Excerpted text —

The Arizona shooting of Rep. Gabrielle Giffords has resonated for many in Mexican states terrorized by drug gangs that often use weapons smuggled from the United States.
The Arizona shooting of Rep. Gabrielle Giffords (D) and
the ensuing debate over gun laws is resonating in Mexico, where drug
trafficking gangs, often armed with weapons smuggled from the US, are carrying
out a violent campaign in which assassinations and mass shootings are all too
common.
The governor of Sonora, the Mexican state bordering
Arizona, said Monday that the shooting raises security concerns on both sides
of the border. Gov. Guillermo Padrés Elías said he’ll discuss arms trafficking
at his next meeting with Arizona Gov. Jan Brewer that has yet to be scheduled
after bilateral relations chilled last April over Arizona’s tough new
immigration law.

(Stored dataset items)
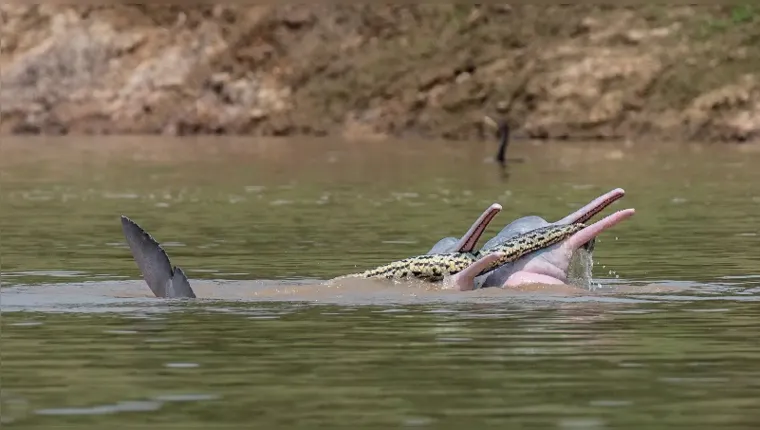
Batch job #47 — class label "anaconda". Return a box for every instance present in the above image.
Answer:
[343,223,586,282]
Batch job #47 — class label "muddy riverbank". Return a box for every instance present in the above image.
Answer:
[0,2,760,141]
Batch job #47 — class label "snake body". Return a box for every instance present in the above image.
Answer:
[346,223,586,282]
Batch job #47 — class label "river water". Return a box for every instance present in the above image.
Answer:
[0,137,760,429]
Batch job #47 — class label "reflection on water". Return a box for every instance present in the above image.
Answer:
[0,138,760,429]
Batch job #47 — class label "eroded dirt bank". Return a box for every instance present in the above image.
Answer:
[0,3,760,141]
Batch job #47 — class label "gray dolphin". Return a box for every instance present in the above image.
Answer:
[121,215,195,299]
[428,188,625,288]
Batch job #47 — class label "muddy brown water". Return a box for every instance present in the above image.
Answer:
[0,137,760,429]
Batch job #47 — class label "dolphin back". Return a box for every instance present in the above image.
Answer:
[121,215,195,299]
[480,215,549,249]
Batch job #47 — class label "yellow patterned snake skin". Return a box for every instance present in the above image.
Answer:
[346,223,586,282]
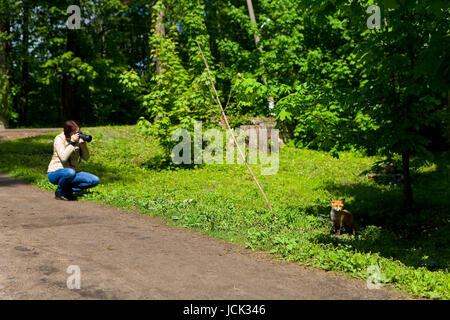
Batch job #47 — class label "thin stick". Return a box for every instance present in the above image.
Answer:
[196,41,276,215]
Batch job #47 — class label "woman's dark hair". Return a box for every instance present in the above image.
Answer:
[64,120,80,139]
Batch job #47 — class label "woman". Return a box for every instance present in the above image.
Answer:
[47,120,99,200]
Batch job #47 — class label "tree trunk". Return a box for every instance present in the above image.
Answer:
[19,3,30,125]
[155,4,166,74]
[247,0,262,52]
[402,151,414,212]
[61,29,80,121]
[0,8,11,128]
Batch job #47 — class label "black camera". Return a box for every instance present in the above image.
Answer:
[77,131,92,142]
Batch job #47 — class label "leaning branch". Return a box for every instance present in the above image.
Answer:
[196,41,276,219]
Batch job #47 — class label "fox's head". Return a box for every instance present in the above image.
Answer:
[330,198,345,211]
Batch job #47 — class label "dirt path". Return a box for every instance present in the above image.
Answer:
[0,132,405,299]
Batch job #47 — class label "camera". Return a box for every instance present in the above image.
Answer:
[77,131,92,142]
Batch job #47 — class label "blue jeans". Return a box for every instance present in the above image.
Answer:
[47,168,100,195]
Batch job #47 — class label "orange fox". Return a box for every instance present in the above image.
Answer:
[330,198,356,236]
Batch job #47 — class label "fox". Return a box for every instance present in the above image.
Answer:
[330,198,356,236]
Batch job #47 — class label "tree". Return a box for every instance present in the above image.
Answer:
[0,0,11,127]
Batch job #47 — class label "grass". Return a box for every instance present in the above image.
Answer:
[0,126,450,299]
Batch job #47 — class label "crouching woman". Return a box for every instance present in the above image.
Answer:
[47,120,99,200]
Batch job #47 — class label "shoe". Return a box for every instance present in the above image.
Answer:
[55,191,76,201]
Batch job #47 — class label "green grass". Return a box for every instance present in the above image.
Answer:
[0,126,450,299]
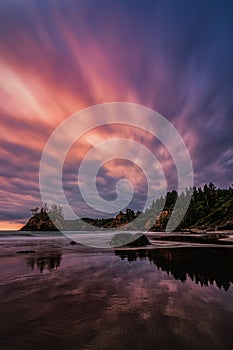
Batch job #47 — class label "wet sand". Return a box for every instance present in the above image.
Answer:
[0,235,233,350]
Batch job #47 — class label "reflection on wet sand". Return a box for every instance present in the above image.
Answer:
[27,253,62,273]
[115,248,233,291]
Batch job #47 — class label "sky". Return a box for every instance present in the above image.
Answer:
[0,0,233,229]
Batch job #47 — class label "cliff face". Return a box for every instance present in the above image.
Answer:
[20,212,64,231]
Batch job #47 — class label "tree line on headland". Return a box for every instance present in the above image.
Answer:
[21,183,233,231]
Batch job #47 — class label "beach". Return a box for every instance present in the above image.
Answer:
[0,232,233,350]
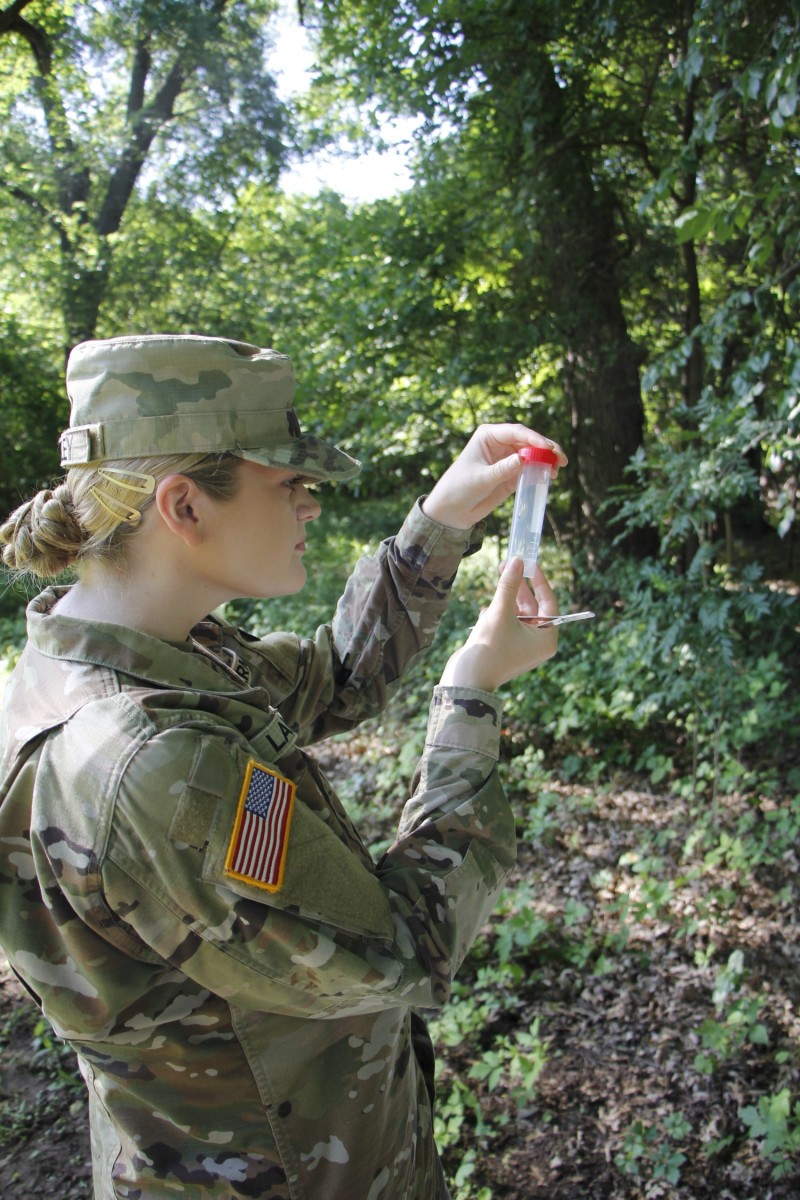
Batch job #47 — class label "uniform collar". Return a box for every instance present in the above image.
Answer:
[28,587,242,692]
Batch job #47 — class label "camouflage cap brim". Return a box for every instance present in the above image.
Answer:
[234,433,361,484]
[60,334,360,481]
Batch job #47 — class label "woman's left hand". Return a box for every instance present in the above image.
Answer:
[422,425,567,529]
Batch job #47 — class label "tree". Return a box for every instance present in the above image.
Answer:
[305,0,798,561]
[0,0,285,349]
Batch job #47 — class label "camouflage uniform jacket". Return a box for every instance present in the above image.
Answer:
[0,505,515,1200]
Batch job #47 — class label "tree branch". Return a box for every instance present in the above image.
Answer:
[0,0,53,76]
[96,0,229,236]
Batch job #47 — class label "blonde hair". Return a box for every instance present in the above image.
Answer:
[0,452,241,578]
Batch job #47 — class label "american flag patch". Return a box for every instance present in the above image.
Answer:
[225,758,295,892]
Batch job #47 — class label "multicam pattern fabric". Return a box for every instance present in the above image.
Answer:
[0,505,515,1200]
[60,334,361,482]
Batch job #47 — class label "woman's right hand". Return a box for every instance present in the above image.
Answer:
[440,558,558,691]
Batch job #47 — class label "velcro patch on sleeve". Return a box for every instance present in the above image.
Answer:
[225,758,295,892]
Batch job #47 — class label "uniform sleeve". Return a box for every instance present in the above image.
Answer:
[102,689,515,1018]
[224,502,482,744]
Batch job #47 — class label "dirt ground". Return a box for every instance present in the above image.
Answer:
[0,763,800,1200]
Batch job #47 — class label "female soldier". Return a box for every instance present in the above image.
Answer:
[0,335,565,1200]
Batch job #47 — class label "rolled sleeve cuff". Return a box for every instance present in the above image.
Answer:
[426,686,503,762]
[395,497,486,575]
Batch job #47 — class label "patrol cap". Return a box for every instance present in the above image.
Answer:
[60,334,361,482]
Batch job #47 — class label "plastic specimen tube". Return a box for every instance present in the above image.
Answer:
[506,446,558,578]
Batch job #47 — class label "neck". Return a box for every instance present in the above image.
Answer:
[58,564,224,642]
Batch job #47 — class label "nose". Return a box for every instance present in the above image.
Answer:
[297,486,323,521]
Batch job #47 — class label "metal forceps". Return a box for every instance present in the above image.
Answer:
[517,610,595,629]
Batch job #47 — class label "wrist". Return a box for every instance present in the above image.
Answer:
[439,646,497,691]
[421,488,476,533]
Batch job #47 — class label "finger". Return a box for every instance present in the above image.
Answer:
[492,558,524,613]
[531,563,558,617]
[517,578,539,617]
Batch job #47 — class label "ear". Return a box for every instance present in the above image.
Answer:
[155,475,207,546]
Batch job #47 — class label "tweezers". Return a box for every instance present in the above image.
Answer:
[517,611,595,629]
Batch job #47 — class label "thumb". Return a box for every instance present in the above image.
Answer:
[492,558,525,612]
[492,454,522,484]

What is asked —
[1] According to the news report on the Giffords shooting and Mexico, why does the shooting resonate in Mexico? Answer in one to three sentences.
[2] In the news report on the Giffords shooting and Mexico, who is the governor of Sonora?
[3] Carry on the news report on the Giffords shooting and Mexico from its last sentence.

Expected responses —
[1] The shooting and the gun-law debate that followed resonate in Mexico because drug trafficking gangs there carry out a violent campaign in which assassinations and mass shootings are all too common. These gangs are often armed with weapons smuggled from the US.

[2] Guillermo Padrés Elías

[3]
“We will make ourselves available to Arizona and the
United States to keep collaborating with them on this, so that weapons we all
know are easy to acquire in the United States do not keep coming to
Mexico," said Governor Padrés Elías, according to Spanish-language daily
newspaper El Universal.
Mexico has long called on the US to crack down on weapons
smuggling and to renew a federal assault weapons ban. The administration of
President Felipe Calderón has said that 90 percent of arms seized from cartels
come from the US and are used against police and civilians in ever more violent
confrontations.
It is often difficult in Mexico – where military caliber
weapons are strictly forbidden and few gun shops exist – to understand US views
on gun possession.
“It’s a contradiction, because a lack of control over
weapons has generated all kinds of violence and yet they will keep selling
guns,” says Jose Ramos, a security expert at the Colegio de Frontera Norte in
Tijuana.
He says that US border checkpoints have had minimal
success in stopping the flow of guns into Mexico.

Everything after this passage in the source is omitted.